| Supplied material |
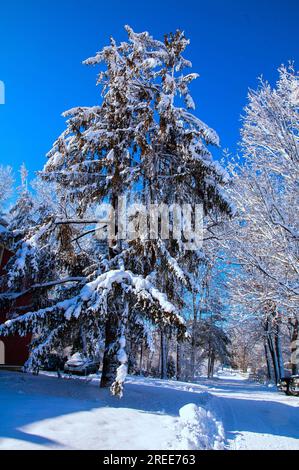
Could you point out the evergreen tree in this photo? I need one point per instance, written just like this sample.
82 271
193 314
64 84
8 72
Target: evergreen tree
143 142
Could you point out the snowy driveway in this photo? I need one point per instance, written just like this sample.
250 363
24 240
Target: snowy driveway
256 416
49 413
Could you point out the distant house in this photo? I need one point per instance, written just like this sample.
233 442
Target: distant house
14 350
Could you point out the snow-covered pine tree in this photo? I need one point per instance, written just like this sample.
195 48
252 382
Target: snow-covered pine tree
142 142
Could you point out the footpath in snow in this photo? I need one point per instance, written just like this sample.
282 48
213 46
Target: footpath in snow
45 412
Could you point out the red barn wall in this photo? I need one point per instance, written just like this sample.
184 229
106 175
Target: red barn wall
16 347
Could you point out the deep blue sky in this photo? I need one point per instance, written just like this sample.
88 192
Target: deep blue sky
43 42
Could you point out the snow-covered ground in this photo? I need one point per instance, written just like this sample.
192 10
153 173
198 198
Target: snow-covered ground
47 412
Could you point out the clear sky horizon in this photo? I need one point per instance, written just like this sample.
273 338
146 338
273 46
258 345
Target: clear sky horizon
43 43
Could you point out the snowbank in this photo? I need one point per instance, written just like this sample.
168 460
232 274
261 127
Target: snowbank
199 429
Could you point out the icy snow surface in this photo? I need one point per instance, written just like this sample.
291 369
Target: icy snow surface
45 412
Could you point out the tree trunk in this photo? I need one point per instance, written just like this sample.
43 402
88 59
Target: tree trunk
178 360
278 350
274 358
110 360
269 373
141 358
163 356
295 347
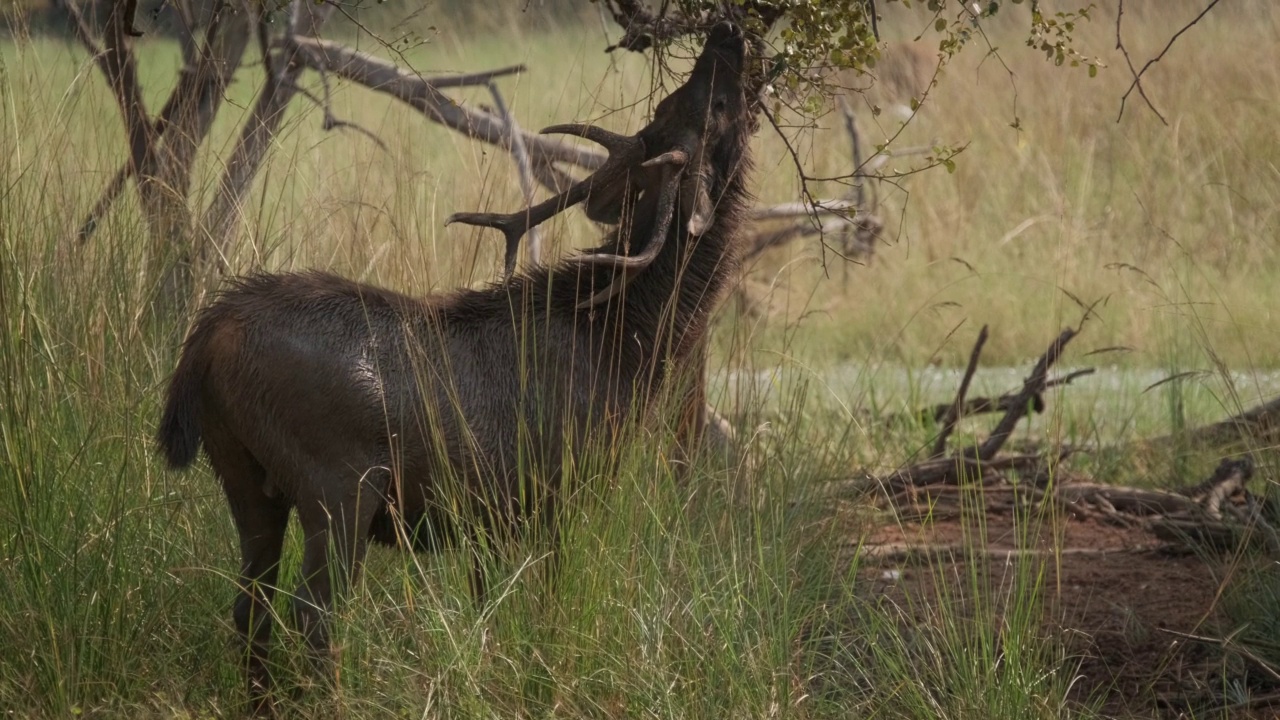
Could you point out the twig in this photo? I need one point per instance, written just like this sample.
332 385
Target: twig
425 96
1032 387
1137 74
330 121
952 415
979 405
259 130
855 147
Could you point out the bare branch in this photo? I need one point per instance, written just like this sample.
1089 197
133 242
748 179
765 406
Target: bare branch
260 128
200 89
810 209
1032 388
954 410
425 96
1137 74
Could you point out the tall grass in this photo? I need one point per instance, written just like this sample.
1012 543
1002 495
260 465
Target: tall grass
716 595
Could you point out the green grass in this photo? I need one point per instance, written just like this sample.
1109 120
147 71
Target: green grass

| Aim of the exercise |
Restate each line of the records exactly; pictures do not belong in the copy.

| Task solution |
Could you point out the evergreen tree in this photo? I need one point per instance, written just like this sample.
82 271
193 314
64 84
8 72
Target: evergreen tree
143 142
Could you point out the snowy driveway in this photo? I need one point per instance, written just like this sample.
250 363
24 240
Target: snowy driveway
256 416
49 413
Could you point out the distant house in this photo? I need one point per instance, written just like this sample.
233 442
Target: distant house
14 350
Could you point out the snow-covered pine tree in this photo? I need one point per instance, written just like this sample.
195 48
252 382
Target: snow-covered pine tree
142 142
Could you point out the footpath in snow in this photo? I need one point per instance, written just like this sample.
282 48
213 46
Target: footpath in snow
45 412
Could you point out the red barn wall in this photo? I need one point per instance, written just like this sample.
184 229
106 175
Target: red barn wall
16 347
Could you point out the deep blue sky in this photo? I need one point per instance, written just like this sample.
88 192
Target: deep blue sky
43 42
Could you point out the snow-covered ground in this photo? I need one point per instance, written just like this sample.
192 10
153 173
198 198
Target: snow-covered ground
47 412
Could you point out the clear sky horizon in this photo? I need one point per instance, written just like this sample.
273 338
146 338
273 46
258 345
Target: clear sky horizon
43 43
Could you point out the snowbank in this photo? I need one point per instance, written just like this sample.
168 460
232 274
261 127
Target: snowbank
199 429
Could you point out the icy snow surface in this photo? I need one point per instance, written just like this sample.
291 369
Target: icy snow surface
45 412
Could you point out the tree trunk in this photo? I need one point per instance, written just like this sample.
43 402
88 59
Target: tree trunk
178 360
278 350
274 358
110 360
269 373
141 358
163 356
295 347
Could you point out the twig in this photo? I need one point per instance, written just like this sample.
332 385
Target: twig
425 96
1032 387
1137 74
330 121
952 415
979 405
259 130
855 147
Could you point out the bare branch in this photo? I need one point per instance, written just like this sample.
1089 197
133 242
748 179
765 406
Target: bare branch
260 128
200 89
810 209
1032 388
954 410
425 96
1137 74
Could you point out the tall grass in this photo? I need one point per instance, written just like this sample.
1012 543
1002 495
260 465
Target: tall grass
716 595
Could you point out the green grass in this photo? I need one point per instance, written just like this sample.
1109 120
147 71
Target: green grass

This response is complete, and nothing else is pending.